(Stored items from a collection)
--- START ---
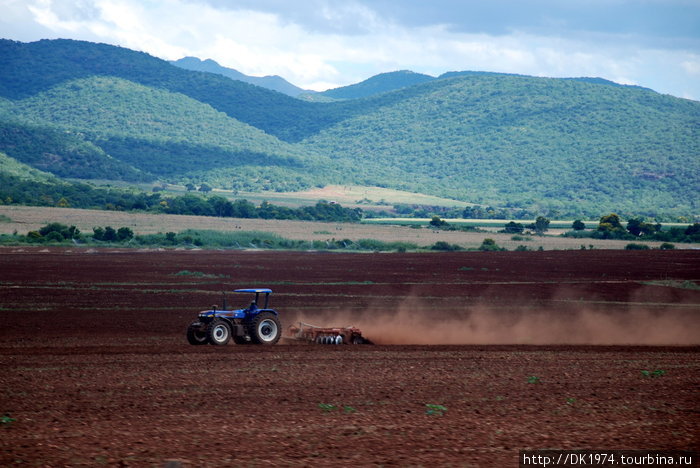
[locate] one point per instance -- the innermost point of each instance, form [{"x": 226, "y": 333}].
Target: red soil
[{"x": 96, "y": 369}]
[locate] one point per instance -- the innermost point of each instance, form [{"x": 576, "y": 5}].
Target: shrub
[
  {"x": 489, "y": 245},
  {"x": 442, "y": 245},
  {"x": 578, "y": 225}
]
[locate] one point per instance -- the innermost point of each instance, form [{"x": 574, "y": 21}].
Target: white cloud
[{"x": 270, "y": 42}]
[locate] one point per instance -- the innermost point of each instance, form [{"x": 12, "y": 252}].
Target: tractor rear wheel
[
  {"x": 218, "y": 332},
  {"x": 195, "y": 334},
  {"x": 265, "y": 329}
]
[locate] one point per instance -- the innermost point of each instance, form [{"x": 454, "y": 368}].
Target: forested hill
[
  {"x": 551, "y": 146},
  {"x": 273, "y": 82}
]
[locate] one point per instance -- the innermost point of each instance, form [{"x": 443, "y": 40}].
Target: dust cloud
[{"x": 414, "y": 322}]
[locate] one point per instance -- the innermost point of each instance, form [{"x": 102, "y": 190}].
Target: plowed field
[{"x": 520, "y": 350}]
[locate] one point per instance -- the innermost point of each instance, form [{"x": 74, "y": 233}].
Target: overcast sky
[{"x": 320, "y": 44}]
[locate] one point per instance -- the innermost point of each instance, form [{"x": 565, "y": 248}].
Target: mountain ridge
[
  {"x": 547, "y": 145},
  {"x": 272, "y": 82}
]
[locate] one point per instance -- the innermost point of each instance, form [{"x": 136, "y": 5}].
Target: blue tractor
[{"x": 251, "y": 325}]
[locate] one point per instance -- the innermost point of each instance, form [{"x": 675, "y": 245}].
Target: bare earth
[{"x": 525, "y": 350}]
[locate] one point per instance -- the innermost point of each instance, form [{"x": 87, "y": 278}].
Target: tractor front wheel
[
  {"x": 195, "y": 334},
  {"x": 265, "y": 329},
  {"x": 218, "y": 332}
]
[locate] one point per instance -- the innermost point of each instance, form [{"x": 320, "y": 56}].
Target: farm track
[{"x": 96, "y": 370}]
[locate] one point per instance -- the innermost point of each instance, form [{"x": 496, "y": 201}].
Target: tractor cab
[{"x": 256, "y": 323}]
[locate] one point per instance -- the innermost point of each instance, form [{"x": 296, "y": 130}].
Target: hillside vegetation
[{"x": 558, "y": 147}]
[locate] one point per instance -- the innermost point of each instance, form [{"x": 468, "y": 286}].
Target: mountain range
[{"x": 564, "y": 147}]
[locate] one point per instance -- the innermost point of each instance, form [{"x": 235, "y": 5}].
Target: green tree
[
  {"x": 514, "y": 228},
  {"x": 124, "y": 234},
  {"x": 437, "y": 222},
  {"x": 541, "y": 224}
]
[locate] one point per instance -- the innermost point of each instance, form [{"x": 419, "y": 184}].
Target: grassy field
[
  {"x": 23, "y": 219},
  {"x": 351, "y": 196},
  {"x": 496, "y": 224}
]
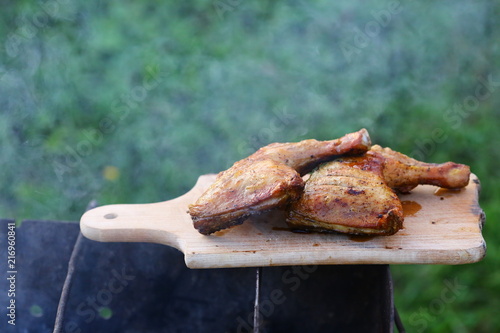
--- END ---
Return each entry exactly as it appears above, but exclude the pictures.

[locate] one point per instance -- the innermost point of each instance, form [{"x": 226, "y": 333}].
Target: red soil
[{"x": 96, "y": 369}]
[locate] one point per instance -- the innermost point of each instance, form [{"x": 576, "y": 5}].
Target: shrub
[
  {"x": 489, "y": 245},
  {"x": 442, "y": 245},
  {"x": 578, "y": 225}
]
[locate] one point per instance -- the innermost point of each instance, form [{"x": 574, "y": 21}].
Target: white cloud
[{"x": 270, "y": 42}]
[locate] one point per instance -- the innermost point of each instance, form [{"x": 12, "y": 252}].
Target: tractor rear wheel
[
  {"x": 218, "y": 332},
  {"x": 195, "y": 334},
  {"x": 265, "y": 329}
]
[locate] one point per instance -- the innermost point of each instance, form [{"x": 454, "y": 368}].
Target: forested hill
[
  {"x": 551, "y": 146},
  {"x": 273, "y": 82}
]
[locate] one point per instance -- the innermost point of each instance, form [{"x": 443, "y": 40}].
Target: dust cloud
[{"x": 414, "y": 322}]
[locate] one point per instance -- the innermost point of each instance, form [{"x": 102, "y": 190}].
Target: plowed field
[{"x": 520, "y": 350}]
[locate] one point per instance -- the innermost point of each instance, form [{"x": 74, "y": 233}].
Target: overcast sky
[{"x": 320, "y": 44}]
[locate] one point per instance -- the innermost point of each instance, form [{"x": 565, "y": 248}].
Target: mountain ridge
[
  {"x": 547, "y": 145},
  {"x": 272, "y": 82}
]
[locate] one point per instance -- the innermost point of each instance, form [{"x": 136, "y": 5}].
Target: blue tractor
[{"x": 251, "y": 325}]
[locate] one point per instance -- the innermost point of each instance, form [{"x": 675, "y": 245}].
Target: bare earth
[{"x": 525, "y": 350}]
[locate] one point per instance -- the innermost point of each instance, form [{"x": 87, "y": 278}].
Target: tractor front wheel
[
  {"x": 195, "y": 334},
  {"x": 265, "y": 329},
  {"x": 218, "y": 332}
]
[locate] one point per instance -- the innermost point of each instance, form [{"x": 320, "y": 56}].
Target: farm track
[{"x": 96, "y": 370}]
[locate] one point per instance -- the innermost point of each instance, form [{"x": 496, "y": 201}].
Target: tractor cab
[{"x": 256, "y": 323}]
[locate] one point per instance -- the innermost point of each instance, form [{"x": 296, "y": 130}].
Target: hillside vegetation
[{"x": 558, "y": 147}]
[locate] one point per instance -- the innermost point of each instance, form [{"x": 468, "y": 286}].
Target: mountain range
[{"x": 564, "y": 147}]
[locate] one point per instance -- the innermost point of each instance, form [{"x": 235, "y": 5}].
Target: green tree
[
  {"x": 514, "y": 228},
  {"x": 124, "y": 234},
  {"x": 437, "y": 222},
  {"x": 541, "y": 224}
]
[locate] one point per instance -- the innermost point of each instance, form [{"x": 419, "y": 184}].
Target: grassy field
[
  {"x": 23, "y": 219},
  {"x": 351, "y": 196},
  {"x": 496, "y": 224}
]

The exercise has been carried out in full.